(Dataset entries)
+++++

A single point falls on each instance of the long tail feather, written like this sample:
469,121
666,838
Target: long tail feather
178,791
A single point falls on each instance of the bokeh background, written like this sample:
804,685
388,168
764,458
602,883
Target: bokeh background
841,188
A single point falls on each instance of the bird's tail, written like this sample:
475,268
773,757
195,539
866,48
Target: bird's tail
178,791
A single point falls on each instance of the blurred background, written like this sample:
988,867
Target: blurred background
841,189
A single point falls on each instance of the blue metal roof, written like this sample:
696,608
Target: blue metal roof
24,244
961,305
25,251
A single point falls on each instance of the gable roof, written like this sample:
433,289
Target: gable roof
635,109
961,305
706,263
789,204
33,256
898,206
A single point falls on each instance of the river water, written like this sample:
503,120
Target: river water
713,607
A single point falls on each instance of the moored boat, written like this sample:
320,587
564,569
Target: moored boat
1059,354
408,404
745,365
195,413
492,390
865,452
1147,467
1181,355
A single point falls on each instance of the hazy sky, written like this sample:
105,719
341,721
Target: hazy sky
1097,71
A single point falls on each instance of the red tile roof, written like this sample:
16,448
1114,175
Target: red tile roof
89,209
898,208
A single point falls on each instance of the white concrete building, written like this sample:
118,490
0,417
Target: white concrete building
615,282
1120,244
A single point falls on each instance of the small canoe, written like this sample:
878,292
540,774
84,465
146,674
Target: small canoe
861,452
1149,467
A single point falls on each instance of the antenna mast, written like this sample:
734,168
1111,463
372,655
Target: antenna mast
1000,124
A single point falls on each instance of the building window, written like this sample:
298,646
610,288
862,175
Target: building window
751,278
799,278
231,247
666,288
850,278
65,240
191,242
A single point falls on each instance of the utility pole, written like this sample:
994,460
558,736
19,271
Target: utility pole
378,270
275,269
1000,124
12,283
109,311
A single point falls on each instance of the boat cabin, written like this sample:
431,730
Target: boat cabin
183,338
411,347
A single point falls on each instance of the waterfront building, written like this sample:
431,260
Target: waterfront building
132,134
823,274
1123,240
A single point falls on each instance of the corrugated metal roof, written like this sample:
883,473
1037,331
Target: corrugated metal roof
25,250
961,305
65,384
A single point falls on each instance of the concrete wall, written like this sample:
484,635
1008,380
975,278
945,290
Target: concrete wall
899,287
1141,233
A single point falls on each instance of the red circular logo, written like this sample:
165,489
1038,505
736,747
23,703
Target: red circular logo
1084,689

+++++

Copy the records word for word, starting at the line that contains "A single point falls on each instance of the corrugated" and ending with the final line of the records.

- Solved problem -
A single point falls on each instance of the corrugated metal roof, written like this sample:
883,473
1037,331
Target: corrugated metal roof
25,250
961,305
65,384
A single point falls on each instance of the concrete wall, written like this sample:
484,635
1008,380
975,278
945,290
Target: concrete wall
899,287
1141,233
A single point falls on each instance of the red circular logo, written like this sample:
165,489
1038,505
736,747
23,703
Target: red circular logo
1084,689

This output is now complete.